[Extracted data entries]
◇ ◇ ◇ ◇
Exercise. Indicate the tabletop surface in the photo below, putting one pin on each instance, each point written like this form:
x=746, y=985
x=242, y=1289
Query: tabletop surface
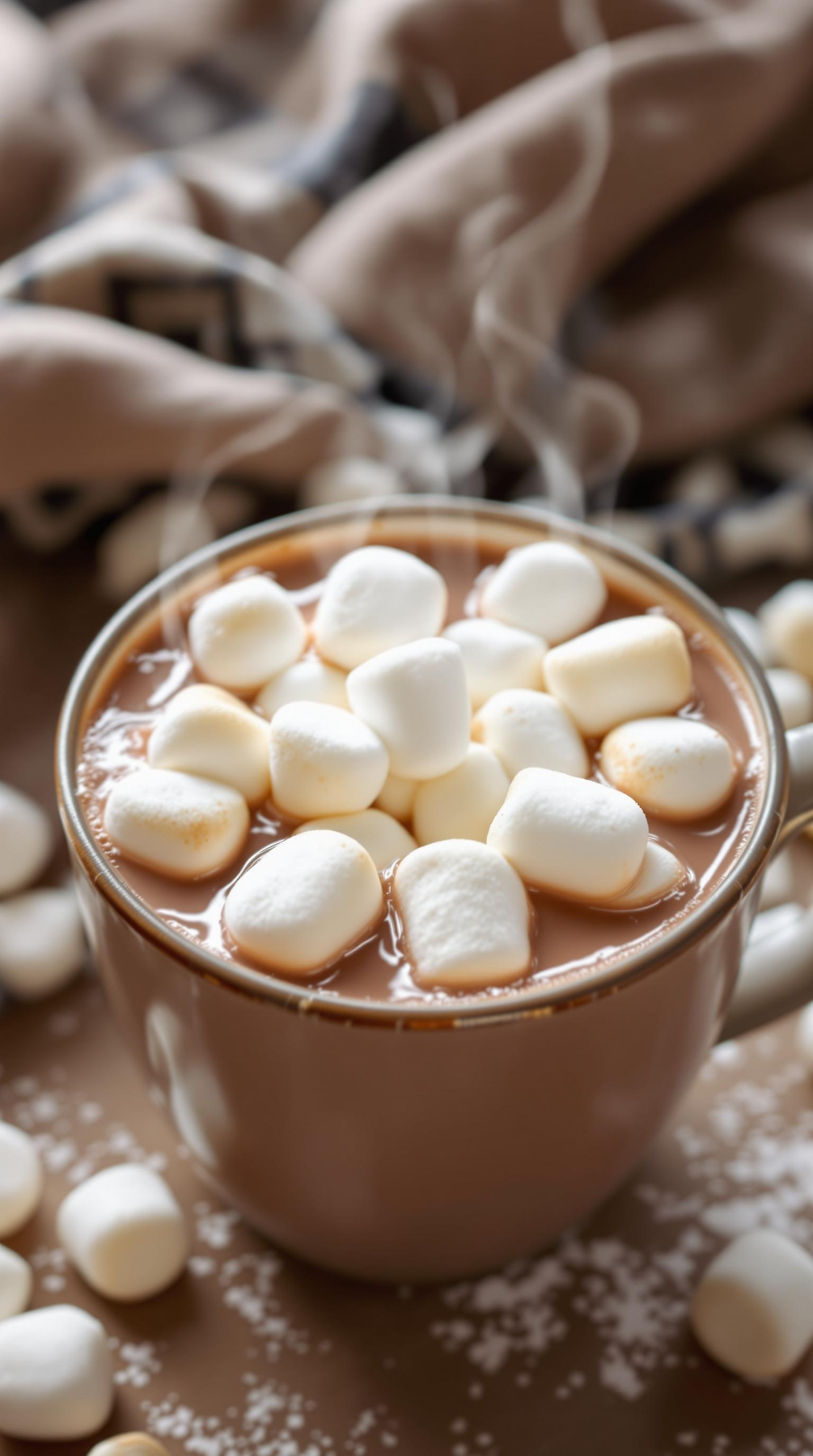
x=580, y=1350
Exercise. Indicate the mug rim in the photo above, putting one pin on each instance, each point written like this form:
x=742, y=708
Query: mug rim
x=539, y=999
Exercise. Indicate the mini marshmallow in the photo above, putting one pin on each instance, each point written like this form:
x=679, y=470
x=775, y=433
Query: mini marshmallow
x=41, y=942
x=676, y=768
x=177, y=823
x=550, y=589
x=245, y=632
x=793, y=694
x=124, y=1232
x=789, y=626
x=213, y=734
x=324, y=760
x=461, y=804
x=375, y=599
x=303, y=902
x=381, y=835
x=754, y=1306
x=529, y=730
x=415, y=698
x=633, y=667
x=26, y=841
x=498, y=657
x=305, y=682
x=661, y=874
x=465, y=916
x=21, y=1178
x=56, y=1375
x=16, y=1279
x=570, y=836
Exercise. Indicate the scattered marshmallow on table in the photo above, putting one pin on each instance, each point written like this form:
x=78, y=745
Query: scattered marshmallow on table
x=754, y=1306
x=465, y=916
x=247, y=631
x=529, y=730
x=415, y=698
x=498, y=656
x=550, y=589
x=21, y=1178
x=124, y=1232
x=56, y=1375
x=209, y=731
x=570, y=836
x=26, y=841
x=633, y=667
x=41, y=942
x=375, y=599
x=381, y=835
x=177, y=823
x=461, y=804
x=303, y=902
x=324, y=760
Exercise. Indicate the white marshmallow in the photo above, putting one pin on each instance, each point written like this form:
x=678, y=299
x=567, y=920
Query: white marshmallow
x=754, y=1306
x=381, y=835
x=461, y=804
x=417, y=701
x=41, y=942
x=21, y=1178
x=570, y=836
x=498, y=657
x=303, y=902
x=529, y=730
x=550, y=589
x=209, y=731
x=793, y=694
x=177, y=823
x=633, y=667
x=671, y=766
x=465, y=916
x=56, y=1375
x=26, y=841
x=247, y=631
x=661, y=874
x=375, y=599
x=124, y=1232
x=305, y=682
x=789, y=626
x=324, y=760
x=16, y=1280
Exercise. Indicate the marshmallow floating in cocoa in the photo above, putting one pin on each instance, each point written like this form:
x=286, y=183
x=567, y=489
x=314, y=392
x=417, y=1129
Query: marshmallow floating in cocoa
x=303, y=902
x=465, y=916
x=245, y=632
x=177, y=823
x=550, y=589
x=209, y=731
x=124, y=1232
x=324, y=760
x=633, y=667
x=375, y=599
x=570, y=836
x=676, y=768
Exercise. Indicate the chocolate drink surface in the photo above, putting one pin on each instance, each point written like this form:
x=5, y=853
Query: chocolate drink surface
x=568, y=935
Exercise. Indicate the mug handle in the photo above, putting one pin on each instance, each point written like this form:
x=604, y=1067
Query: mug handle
x=777, y=971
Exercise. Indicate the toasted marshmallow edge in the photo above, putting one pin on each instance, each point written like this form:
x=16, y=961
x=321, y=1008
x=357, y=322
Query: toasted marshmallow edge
x=209, y=731
x=56, y=1375
x=754, y=1306
x=124, y=1232
x=465, y=916
x=380, y=833
x=21, y=1178
x=303, y=902
x=177, y=823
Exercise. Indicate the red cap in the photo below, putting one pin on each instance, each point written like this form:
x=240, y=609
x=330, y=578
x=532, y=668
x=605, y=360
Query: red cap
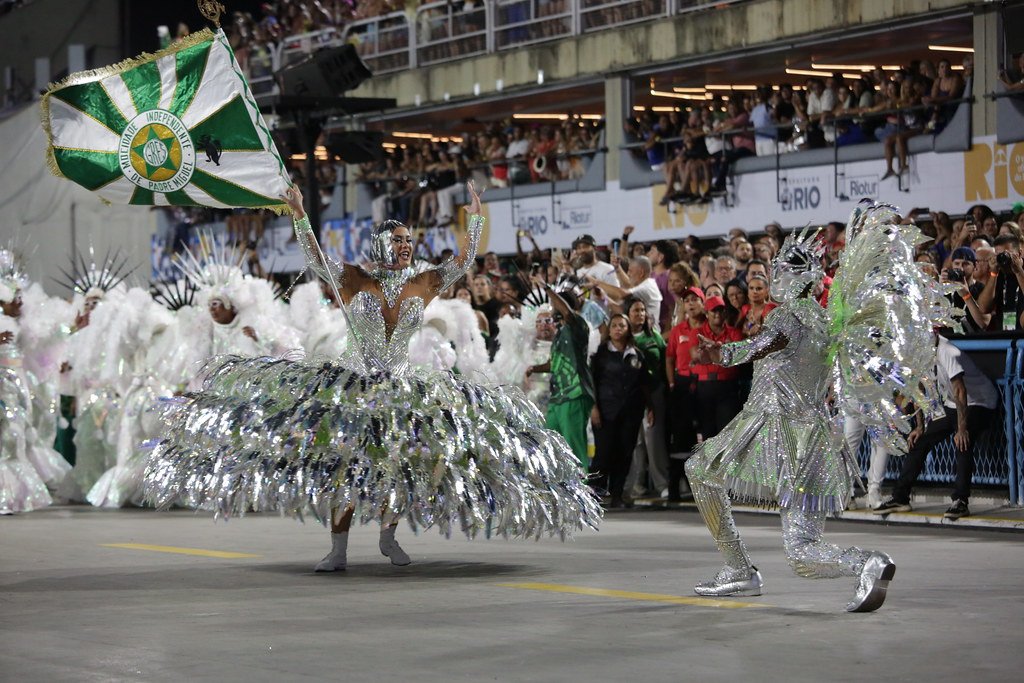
x=711, y=303
x=695, y=291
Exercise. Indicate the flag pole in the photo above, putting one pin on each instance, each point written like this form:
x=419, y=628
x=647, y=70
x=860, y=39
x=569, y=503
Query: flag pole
x=211, y=10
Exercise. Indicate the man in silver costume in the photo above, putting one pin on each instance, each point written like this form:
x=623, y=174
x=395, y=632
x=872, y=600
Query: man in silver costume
x=782, y=446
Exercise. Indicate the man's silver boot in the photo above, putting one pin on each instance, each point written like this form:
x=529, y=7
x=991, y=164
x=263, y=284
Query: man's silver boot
x=732, y=582
x=879, y=570
x=390, y=548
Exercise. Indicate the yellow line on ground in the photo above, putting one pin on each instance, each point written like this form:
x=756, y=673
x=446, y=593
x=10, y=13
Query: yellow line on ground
x=630, y=595
x=179, y=551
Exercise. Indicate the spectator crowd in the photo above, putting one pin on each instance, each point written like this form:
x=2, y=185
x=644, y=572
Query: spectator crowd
x=417, y=183
x=694, y=148
x=641, y=389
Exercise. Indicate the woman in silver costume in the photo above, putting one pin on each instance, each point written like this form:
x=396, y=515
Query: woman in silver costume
x=783, y=447
x=366, y=436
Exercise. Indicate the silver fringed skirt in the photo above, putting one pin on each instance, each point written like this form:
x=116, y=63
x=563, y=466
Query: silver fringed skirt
x=768, y=459
x=271, y=434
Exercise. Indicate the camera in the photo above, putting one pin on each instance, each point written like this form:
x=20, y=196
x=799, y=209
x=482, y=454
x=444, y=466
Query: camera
x=1005, y=262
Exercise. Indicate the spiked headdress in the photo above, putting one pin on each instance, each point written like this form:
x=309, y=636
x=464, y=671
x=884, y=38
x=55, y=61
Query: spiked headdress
x=215, y=270
x=12, y=280
x=797, y=265
x=93, y=280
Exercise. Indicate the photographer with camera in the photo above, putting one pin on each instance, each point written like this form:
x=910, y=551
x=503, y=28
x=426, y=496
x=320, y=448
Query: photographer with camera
x=1003, y=297
x=961, y=271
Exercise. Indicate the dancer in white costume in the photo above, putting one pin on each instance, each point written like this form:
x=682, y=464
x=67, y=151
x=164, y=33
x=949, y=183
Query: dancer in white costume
x=131, y=328
x=95, y=394
x=28, y=463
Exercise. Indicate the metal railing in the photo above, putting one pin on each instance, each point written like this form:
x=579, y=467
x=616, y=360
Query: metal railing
x=600, y=14
x=442, y=32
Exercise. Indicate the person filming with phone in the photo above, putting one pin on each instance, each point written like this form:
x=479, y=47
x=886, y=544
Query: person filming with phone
x=963, y=263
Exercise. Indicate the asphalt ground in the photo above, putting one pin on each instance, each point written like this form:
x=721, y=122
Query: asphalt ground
x=139, y=595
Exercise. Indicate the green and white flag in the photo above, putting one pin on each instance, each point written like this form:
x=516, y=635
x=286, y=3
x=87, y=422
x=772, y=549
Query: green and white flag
x=179, y=127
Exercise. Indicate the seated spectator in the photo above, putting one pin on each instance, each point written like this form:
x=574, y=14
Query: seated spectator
x=909, y=123
x=653, y=145
x=763, y=118
x=970, y=400
x=753, y=314
x=741, y=143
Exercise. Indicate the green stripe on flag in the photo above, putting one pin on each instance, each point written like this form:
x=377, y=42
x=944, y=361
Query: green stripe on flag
x=141, y=196
x=90, y=169
x=190, y=65
x=231, y=126
x=143, y=85
x=179, y=199
x=91, y=99
x=228, y=193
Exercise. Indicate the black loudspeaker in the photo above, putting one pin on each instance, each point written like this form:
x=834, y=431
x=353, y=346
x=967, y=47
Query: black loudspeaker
x=326, y=73
x=356, y=146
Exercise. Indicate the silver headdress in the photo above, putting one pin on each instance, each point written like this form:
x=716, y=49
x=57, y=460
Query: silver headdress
x=381, y=250
x=93, y=280
x=797, y=265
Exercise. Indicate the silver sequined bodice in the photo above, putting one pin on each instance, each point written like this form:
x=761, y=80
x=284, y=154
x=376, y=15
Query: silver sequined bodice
x=370, y=348
x=374, y=350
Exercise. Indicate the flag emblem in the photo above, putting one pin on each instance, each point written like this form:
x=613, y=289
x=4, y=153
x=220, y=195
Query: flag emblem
x=179, y=127
x=156, y=152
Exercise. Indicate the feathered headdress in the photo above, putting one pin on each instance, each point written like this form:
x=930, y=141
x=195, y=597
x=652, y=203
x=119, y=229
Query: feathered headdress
◇ ◇ ◇ ◇
§ **What is asked**
Copy out the lines of the data above verbatim, from the line containing "Exercise. Indicate the spiked" through the line containing "x=961, y=271", both included.

§ **Solution to the problem**
Exercise. Indicate the spiked headdress in the photo above, putting one pin on each instance, each point written like this form:
x=309, y=636
x=464, y=671
x=884, y=38
x=55, y=61
Query: spiked headdress
x=215, y=270
x=12, y=280
x=797, y=265
x=93, y=280
Exercise. Indicate the photographer with camera in the photo above, putting one pin on each instance, each point written like this form:
x=910, y=551
x=503, y=28
x=426, y=496
x=320, y=448
Query: photographer with camera
x=1003, y=297
x=961, y=271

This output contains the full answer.